- _Task directions_:
Copy the material below exactly, from the line containing "## detect()" through the line containing "[670,305,856,365]", including both of those lines. Leave out the picture.

Dataset extracts labeled with boxes:

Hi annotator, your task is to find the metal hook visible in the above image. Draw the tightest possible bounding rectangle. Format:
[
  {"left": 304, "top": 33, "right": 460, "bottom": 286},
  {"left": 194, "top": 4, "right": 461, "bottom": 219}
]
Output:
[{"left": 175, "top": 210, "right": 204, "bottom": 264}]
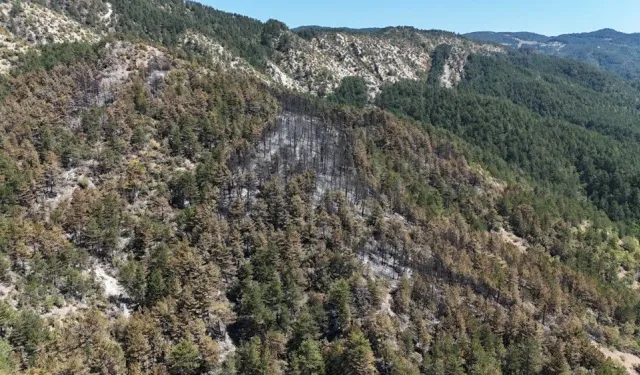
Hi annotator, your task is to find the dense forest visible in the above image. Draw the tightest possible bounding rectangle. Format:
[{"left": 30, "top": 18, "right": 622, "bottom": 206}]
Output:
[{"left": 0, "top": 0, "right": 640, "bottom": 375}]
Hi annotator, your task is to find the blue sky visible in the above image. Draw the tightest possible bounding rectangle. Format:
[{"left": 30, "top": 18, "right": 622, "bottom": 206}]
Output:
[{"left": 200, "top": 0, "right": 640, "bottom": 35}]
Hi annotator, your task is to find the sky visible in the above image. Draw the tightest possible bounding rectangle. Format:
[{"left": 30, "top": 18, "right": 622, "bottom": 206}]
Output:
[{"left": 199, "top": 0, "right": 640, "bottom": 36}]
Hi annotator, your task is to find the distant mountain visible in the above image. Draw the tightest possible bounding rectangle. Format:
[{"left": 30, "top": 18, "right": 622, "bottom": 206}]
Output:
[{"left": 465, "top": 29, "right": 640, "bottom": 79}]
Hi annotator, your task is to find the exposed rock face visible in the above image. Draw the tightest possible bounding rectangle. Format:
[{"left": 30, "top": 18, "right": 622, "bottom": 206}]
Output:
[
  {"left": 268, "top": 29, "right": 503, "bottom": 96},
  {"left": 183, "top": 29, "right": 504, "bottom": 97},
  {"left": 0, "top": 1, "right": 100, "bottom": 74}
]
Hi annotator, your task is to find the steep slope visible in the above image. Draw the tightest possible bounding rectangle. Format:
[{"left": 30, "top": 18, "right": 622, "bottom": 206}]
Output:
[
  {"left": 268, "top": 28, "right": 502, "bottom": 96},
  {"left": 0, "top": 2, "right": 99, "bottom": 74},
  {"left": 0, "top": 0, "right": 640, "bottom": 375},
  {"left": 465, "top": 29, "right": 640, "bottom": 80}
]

--

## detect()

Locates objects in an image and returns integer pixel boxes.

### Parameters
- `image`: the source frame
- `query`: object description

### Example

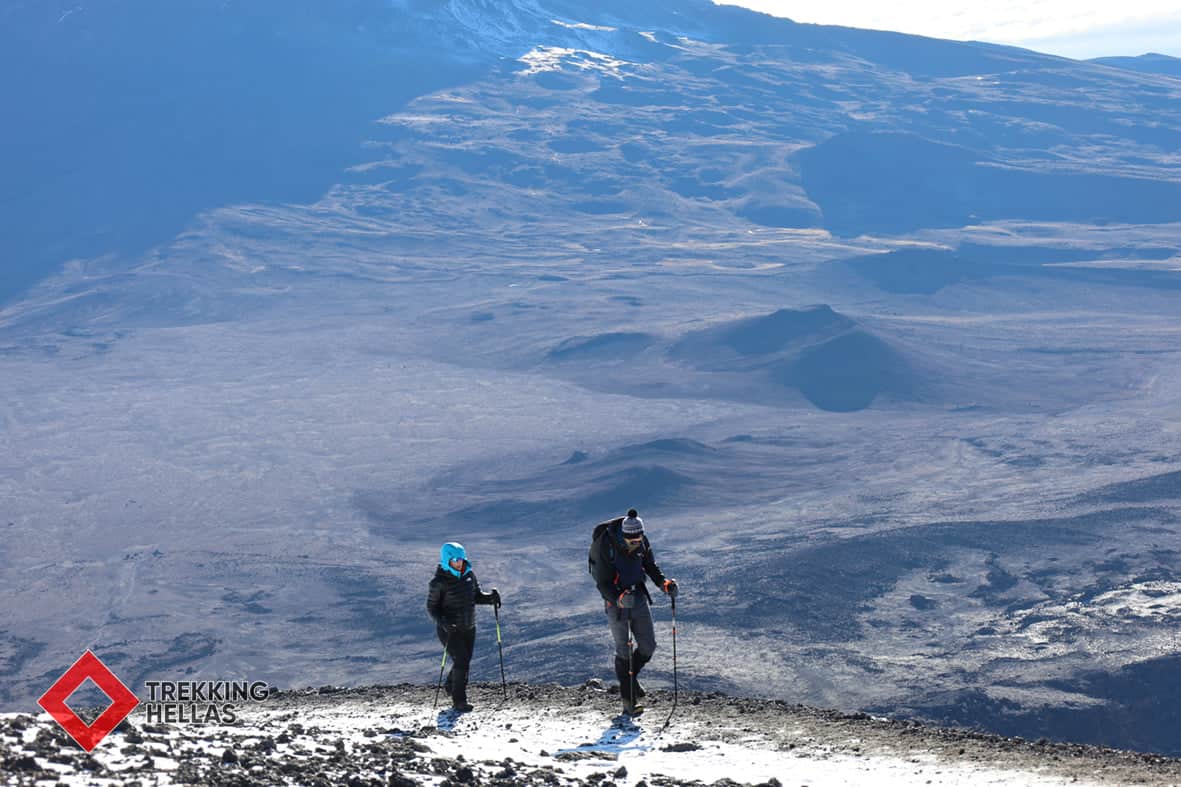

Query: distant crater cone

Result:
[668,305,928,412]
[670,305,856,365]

- _Complete output_:
## detect()

Locates objects in an image and returns integer pixel boxes.

### Parameters
- `image`: the source frame
- `query`: object description

### Example


Query: distant crater cone

Result:
[668,305,928,412]
[670,305,856,365]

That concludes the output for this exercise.